◆ REQUIRED ACTION ◆
Please answer these questions using the text on craft breweries below:
1. When had Mike from KBCo written about "Embracing Our Smallness"?
2. What were the six packs of a local beer being sold with?
3. How many men does every baseball team put on the field and in the lineup?

[EXERCISE TEXT — start]

I’ve been enjoying a lot of the Kensington Brewing blog posts lately and Mike from KBCo had written about “Embracing Our Smallness” at the beginning of October. Craft breweries, like small market baseball teams, have to find different ways to beat the big guys. Most of the ways don’t involve a lot of money, but emphasizing all the differences between craft beer and adjunct lagers and the differences between supporting a multinational corporation versus the people who live in your city. I was surprised recently to find six packs of a local beer being sold with little two ounce samples of whiskey, which seemed like a terrible instance of trying to imitate the larger multinationals. I don’t know how the cost works out in these promos (I assume the brewery is assuming the costs), but it seems like a bizarre thing to do with a craft beer. In the short term you might sell some extra six packs, but if someone is buying a product because they get a shot of whiskey too – well, that’s not a sustainable model for a craft brewery. People switch to drinking craft beer for many different reasons, which likely include the flavour, higher quality and the philosophy of eating/drinking local. They are willing to pay more for a higher quality product. Someone who thinks, “Sweet, free booze when I buy this beer!” is not really the kind of person a craft brewery should be targeting.
It’s not a perfect analogy – there is no bias to baseball teams once they reach the diamond, whereas there is no level playing field in beer. Every baseball team puts nine men on the field and in the lineup and whatever happens after that is a mix of skill and chance. Yes, you can spend on rosters, a fancy stadium and advertising, but that doesn’t guarantee victory. Things are different in the world of beer. Breweries can buy tap lines, space on shelves, distribution channels, advertising and even whole retail stores to give them an advantage. Nothing is equal between the large breweries making adjunct lagers and the small guys trying to make the best damn beer possible. (I think adjuncts like corn syrup equal steroids in this comparison, or I’m completely losing track of my point.) Playing by their rules only gives them an even greater advantage. Smaller breweries need to take the Moneyball approach – find the inefficiencies of the multinationals and exploit them.

[EXERCISE TEXT — finish]
[INFORMATION PROVIDED — start]

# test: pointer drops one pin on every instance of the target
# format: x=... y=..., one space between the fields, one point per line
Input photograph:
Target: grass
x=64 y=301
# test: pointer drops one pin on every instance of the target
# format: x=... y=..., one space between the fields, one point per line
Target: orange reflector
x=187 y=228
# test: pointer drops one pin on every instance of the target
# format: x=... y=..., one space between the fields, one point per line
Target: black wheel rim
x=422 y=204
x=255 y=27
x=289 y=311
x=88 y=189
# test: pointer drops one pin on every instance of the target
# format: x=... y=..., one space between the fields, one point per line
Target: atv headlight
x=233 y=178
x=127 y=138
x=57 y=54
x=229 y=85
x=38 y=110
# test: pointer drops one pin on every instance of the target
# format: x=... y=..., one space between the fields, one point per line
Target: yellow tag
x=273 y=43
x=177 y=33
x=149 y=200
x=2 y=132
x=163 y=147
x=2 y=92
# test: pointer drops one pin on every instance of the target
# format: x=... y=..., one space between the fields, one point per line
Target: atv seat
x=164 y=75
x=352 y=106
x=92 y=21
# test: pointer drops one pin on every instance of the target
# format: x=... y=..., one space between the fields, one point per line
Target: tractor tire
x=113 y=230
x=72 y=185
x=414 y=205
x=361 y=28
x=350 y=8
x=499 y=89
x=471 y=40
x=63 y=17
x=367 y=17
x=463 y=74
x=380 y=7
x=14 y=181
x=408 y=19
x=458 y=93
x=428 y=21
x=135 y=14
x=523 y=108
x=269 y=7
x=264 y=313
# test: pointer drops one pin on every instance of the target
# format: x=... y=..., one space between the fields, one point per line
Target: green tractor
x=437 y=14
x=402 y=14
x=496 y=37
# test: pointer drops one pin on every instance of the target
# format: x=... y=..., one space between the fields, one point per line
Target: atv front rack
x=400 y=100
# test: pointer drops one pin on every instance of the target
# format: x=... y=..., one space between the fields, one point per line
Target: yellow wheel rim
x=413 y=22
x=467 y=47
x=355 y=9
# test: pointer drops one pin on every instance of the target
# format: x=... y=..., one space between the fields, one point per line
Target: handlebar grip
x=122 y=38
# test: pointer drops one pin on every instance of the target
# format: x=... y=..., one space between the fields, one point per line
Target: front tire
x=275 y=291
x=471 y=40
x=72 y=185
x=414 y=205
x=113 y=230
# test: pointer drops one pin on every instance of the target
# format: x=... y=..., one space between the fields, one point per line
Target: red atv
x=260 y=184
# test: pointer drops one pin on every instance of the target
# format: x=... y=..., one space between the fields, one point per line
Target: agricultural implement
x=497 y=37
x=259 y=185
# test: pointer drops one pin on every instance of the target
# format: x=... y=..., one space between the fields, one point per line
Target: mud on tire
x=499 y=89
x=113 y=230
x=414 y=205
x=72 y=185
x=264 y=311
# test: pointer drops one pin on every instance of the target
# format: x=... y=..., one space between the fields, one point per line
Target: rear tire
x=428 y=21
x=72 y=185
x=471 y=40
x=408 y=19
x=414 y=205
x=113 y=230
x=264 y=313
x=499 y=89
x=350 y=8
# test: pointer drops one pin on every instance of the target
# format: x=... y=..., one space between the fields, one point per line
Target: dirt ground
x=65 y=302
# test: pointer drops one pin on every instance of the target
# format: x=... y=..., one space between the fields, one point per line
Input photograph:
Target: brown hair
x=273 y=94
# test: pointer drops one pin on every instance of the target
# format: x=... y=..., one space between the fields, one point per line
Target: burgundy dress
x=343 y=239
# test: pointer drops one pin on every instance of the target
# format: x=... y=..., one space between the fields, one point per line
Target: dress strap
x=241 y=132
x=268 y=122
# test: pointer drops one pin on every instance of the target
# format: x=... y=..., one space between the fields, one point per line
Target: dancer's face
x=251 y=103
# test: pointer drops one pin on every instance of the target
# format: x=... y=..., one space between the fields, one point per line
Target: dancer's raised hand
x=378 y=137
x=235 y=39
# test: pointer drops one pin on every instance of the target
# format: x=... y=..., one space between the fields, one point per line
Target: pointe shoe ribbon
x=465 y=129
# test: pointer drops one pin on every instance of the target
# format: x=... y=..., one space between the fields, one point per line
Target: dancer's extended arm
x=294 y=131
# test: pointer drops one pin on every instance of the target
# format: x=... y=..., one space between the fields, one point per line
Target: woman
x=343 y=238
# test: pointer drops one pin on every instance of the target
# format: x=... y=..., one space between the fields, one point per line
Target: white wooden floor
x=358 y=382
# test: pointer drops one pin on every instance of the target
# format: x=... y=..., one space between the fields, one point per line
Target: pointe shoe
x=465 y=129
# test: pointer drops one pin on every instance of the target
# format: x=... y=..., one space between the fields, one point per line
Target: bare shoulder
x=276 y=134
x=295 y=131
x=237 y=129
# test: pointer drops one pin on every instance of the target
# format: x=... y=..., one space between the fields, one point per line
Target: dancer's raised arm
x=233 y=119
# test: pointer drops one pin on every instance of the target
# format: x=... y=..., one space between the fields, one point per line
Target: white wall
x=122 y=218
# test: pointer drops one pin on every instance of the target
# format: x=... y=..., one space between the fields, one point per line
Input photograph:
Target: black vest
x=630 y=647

[INFORMATION PROVIDED — finish]
[INFORMATION PROVIDED — start]

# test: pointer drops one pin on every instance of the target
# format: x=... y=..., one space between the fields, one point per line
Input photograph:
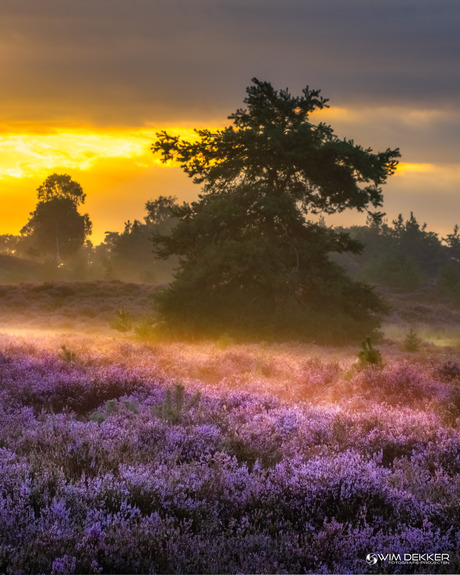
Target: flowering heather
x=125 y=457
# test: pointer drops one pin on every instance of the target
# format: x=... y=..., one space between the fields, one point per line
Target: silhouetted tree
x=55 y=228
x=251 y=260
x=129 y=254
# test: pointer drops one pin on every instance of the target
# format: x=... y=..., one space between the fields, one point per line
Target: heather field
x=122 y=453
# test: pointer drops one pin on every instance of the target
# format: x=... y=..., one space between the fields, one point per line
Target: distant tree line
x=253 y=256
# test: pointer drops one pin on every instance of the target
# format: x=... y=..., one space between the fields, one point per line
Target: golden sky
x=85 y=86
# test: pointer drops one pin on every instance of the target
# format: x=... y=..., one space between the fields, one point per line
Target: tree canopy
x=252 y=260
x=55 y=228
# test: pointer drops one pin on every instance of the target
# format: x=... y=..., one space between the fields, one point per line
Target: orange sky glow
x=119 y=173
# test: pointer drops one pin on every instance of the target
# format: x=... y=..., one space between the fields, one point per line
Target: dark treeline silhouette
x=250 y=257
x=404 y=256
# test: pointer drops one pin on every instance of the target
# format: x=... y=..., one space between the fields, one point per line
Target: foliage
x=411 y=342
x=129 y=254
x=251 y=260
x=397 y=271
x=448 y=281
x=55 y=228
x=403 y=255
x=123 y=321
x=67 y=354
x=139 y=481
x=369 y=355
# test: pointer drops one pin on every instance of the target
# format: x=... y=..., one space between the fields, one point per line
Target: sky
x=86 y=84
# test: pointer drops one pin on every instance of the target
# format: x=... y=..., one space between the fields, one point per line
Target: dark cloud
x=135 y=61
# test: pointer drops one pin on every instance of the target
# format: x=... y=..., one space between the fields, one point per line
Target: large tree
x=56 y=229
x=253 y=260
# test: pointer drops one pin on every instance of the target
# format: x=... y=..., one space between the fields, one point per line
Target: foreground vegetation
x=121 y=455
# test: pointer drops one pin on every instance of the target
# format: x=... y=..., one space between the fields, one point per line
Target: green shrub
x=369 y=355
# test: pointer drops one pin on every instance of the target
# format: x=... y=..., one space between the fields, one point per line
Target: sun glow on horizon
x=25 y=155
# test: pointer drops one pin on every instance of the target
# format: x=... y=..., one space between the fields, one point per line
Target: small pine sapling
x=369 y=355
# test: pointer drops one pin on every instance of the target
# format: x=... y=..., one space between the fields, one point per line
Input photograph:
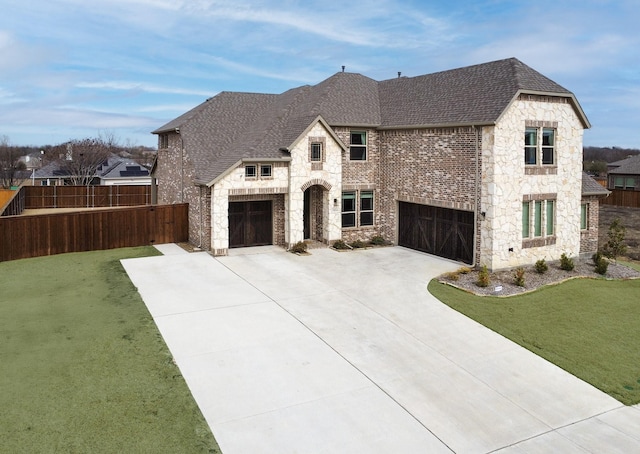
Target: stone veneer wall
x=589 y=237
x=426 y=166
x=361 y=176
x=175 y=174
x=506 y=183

[INFORMATION PROVIDED — finish]
[INFORMATION PROVIDED — start]

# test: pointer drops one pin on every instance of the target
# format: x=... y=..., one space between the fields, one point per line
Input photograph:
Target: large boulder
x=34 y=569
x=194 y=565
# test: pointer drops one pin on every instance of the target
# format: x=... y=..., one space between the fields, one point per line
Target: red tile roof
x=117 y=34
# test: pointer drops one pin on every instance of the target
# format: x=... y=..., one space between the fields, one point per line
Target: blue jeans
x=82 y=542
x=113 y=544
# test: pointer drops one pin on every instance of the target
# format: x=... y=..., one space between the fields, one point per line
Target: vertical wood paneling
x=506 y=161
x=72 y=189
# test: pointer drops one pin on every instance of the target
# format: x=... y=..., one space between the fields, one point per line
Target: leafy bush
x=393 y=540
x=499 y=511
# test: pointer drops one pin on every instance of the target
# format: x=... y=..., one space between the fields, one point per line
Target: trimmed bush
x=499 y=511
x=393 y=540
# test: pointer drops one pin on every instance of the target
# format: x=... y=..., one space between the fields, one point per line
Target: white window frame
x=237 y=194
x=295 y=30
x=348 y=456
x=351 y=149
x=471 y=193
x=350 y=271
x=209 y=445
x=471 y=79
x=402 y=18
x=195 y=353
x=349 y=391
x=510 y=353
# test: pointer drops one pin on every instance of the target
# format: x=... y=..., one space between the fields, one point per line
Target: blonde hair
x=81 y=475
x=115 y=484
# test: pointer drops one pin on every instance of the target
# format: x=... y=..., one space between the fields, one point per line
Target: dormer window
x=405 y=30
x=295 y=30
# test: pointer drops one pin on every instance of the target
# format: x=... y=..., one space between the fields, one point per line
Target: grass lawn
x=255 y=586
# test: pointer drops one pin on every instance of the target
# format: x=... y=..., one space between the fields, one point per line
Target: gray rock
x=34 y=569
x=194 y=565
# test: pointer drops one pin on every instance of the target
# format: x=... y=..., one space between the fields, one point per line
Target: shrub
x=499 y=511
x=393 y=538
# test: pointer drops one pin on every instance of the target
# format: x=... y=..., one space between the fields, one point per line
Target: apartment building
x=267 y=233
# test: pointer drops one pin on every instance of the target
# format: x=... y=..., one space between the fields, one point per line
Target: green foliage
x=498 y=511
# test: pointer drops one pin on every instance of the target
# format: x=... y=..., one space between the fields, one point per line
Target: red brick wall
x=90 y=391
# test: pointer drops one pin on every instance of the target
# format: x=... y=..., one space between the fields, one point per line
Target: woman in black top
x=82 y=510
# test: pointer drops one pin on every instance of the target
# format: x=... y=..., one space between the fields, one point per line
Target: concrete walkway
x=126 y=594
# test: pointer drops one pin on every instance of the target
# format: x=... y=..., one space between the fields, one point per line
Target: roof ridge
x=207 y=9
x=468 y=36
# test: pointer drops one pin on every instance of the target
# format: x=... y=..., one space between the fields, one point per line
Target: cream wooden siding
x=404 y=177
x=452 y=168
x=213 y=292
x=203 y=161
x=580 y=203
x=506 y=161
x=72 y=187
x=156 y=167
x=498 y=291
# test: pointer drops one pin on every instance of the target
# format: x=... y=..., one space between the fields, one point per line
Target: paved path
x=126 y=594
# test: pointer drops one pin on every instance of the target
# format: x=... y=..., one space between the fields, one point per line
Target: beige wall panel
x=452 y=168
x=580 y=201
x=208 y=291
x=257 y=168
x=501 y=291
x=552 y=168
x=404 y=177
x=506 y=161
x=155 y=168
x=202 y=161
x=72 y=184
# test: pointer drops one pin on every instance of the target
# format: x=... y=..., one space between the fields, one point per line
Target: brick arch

[INFORMATION PROVIDED — finish]

◆ EXERCISE RESULT ◆
1. At the beginning of October.
2. Little two ounce samples of whiskey.
3. Nine.